--- start of MATERIAL FOR THIS EXERCISE ---

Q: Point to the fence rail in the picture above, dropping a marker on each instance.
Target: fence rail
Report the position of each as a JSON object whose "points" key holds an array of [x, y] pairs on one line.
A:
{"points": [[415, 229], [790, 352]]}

--- end of MATERIAL FOR THIS EXERCISE ---

• [GOAL OF THE EXERCISE] List every line of the items above that contains the word "fence".

• [RESPONSE BELOW]
Q: Point to the fence rail in the picture above, dropping a marker on each instance.
Target: fence rail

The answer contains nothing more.